Pod shop or top tier LO

I’m a senior buyside analyst with ~8 years of experience. Leaving a boutique and have two offers. 
 

1: Top tier LO. Great team and strong performance. PM track. Very stable and super competitive comp. 
2: Hedge fund pod shop. Top tier multi manager. 
 

At this stage in my career, my sense is that AVERAGE comp is about the same ~$600k. Obviously more upside potential at the pod, but also probably more career risk. 
 

Curious for thoughts. 

 

There isn’t much else to add to what you said. There are two main differences: 1) type of work and 2) risk vs reward 

On 2 it’s simple, much more upside at HF with a fair bit more risk (depending on which fund). Are you comfortable with that?

On 1, the work is different. LO is, well, long only. At the HF you will have more freedom (well in some cases requirements) to run different strategies (L/S, etc) but also have very different risk controls (drawdown limits, but also exposure limits, etc). At HF you will probably have a faster track (or immediate it sounds like) to manage PnL, while at the LO it’ll take a bit of time. Faster pace at HF, bit more methodical at LO. 

So as I said, mostly what you already know. 

 
Controversial

Im going to try to bring a different perspective not based on comp, but work itself.

You probably already know this working on the buyside, but there is a stark contrast not only in terms of work hours, but type of work that imo makes these jobs not always interchangeable, depends on how you enjoy investing.

LO is obviously a great seat, but you will never feel like a true “alpha” generator and is very bureaucratic. Your ideas will be far more “surface level”, with simple investment thesis spanning mult year periods and your work will focus alot more on owning great assets across cycles to hopefully outperform spx by a few points. 

Pod hf is a stark opposite. Youll be thinking about factors, hedging out factors, and generating alpha at all costs. The job will be much more in depth with each company, you will need to understand minutae deemed “meaningless” by your LO counterparts. It’s more competitive and as a result you are always on the chopping block and could lose your aum at any point. Of course the thing is that you will see your work put directly to use and you may see alpha generation as a result of your analysis. It’s also a different feeling knowing that running in mkt neutral framework that your returns are almost pure alpha post factors, which is something you may or may not care about but could consider.

mutual fund people at management meetings ask about why the company is unique or why the company has a moat or whatever. While pod investors ask the most random details to try to get a 1% edge, which might feel useless, but cannot discount the fact that those pod investors only ask that because they already know what the LO people know from reading docs, they just need to dive deeper.

#### REQUIRED TASK 1
Answer these questions from the thread:
(a) How many years of experience does the analyst say they have?
(b) What does the analyst guess the average pay is at both places?
(c) According to the last paragraph, what do mutual fund people ask about at management meetings?
#### REQUIRED TASK 2
Repeat word for word the stretch of the thread from "On 2 it’s simple, much" through "methodical at LO.".
The data that comes next is from a separate source, unrelated to the thread.

#### INFORMATION PROVIDED
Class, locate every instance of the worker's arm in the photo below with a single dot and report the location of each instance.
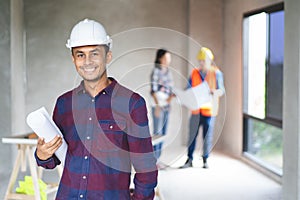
(141, 151)
(220, 84)
(44, 153)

#### RESPONSE 1
(a) About 8 years.
(b) About $600k.
(c) Why the company is unique or why it has a moat.

#### RESPONSE 2
On 2 it’s simple, much more upside at HF with a fair bit more risk (depending on which fund). Are you comfortable with that?

On 1, the work is different. LO is, well, long only. At the HF you will have more freedom (well in some cases requirements) to run different strategies (L/S, etc) but also have very different risk controls (drawdown limits, but also exposure limits, etc). At HF you will probably have a faster track (or immediate it sounds like) to manage PnL, while at the LO it’ll take a bit of time. Faster pace at HF, bit more methodical at LO.